### Directions
Leave the pictures aside and copy all the data exactly.

### Material for the task
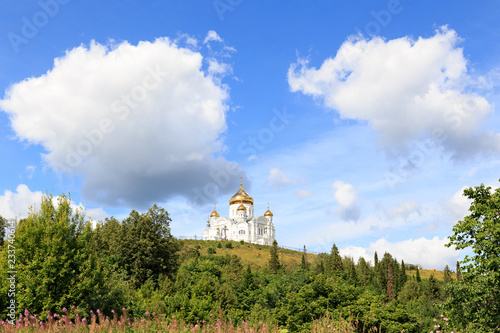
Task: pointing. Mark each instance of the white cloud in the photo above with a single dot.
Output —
(430, 253)
(303, 194)
(406, 89)
(212, 36)
(404, 209)
(458, 205)
(346, 198)
(14, 205)
(141, 122)
(278, 178)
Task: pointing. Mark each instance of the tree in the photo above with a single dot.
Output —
(335, 259)
(403, 277)
(3, 224)
(433, 289)
(476, 299)
(390, 283)
(141, 245)
(274, 261)
(54, 263)
(304, 265)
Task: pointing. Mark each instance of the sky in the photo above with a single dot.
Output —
(359, 122)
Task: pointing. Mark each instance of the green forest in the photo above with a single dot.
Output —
(54, 260)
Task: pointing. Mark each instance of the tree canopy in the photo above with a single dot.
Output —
(476, 299)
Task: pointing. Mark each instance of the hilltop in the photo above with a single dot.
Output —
(257, 256)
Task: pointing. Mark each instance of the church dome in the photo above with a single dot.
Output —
(268, 212)
(214, 213)
(241, 197)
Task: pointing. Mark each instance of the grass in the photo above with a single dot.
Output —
(71, 322)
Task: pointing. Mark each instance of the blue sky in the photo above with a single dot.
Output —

### Exercise result
Task: pointing. Mark each instance of the white cloud in the photo above with a single dot.
Output —
(430, 253)
(303, 194)
(406, 89)
(212, 36)
(404, 209)
(458, 205)
(346, 198)
(14, 205)
(141, 122)
(278, 178)
Task: pointing. Mark each instance of the tree in the photo above with a single dot.
Output —
(335, 259)
(403, 277)
(3, 224)
(433, 289)
(476, 299)
(390, 283)
(141, 245)
(274, 261)
(54, 263)
(304, 265)
Task: pointing. Mark each instance of the sky in the photo above with a single dot.
Output —
(359, 122)
Task: pointing. Mark each instance of the green forest in the photo above with a single dot.
Output —
(54, 260)
Task: pointing. Mark each instance of the tree canopy in the photo above with a single dot.
Output —
(476, 299)
Task: pointing. Mark each instance of the hilltop in the photo above with a single dot.
Output —
(257, 256)
Task: pointing. Mark each instance of the church dome in the photo above with a single dot.
Output —
(268, 212)
(214, 213)
(241, 197)
Task: pointing. Mark each instance of the grass in the photo above with a single dot.
Output —
(71, 322)
Task: pointing. Mark each instance of the blue sky in the photo above with a single dot.
Output —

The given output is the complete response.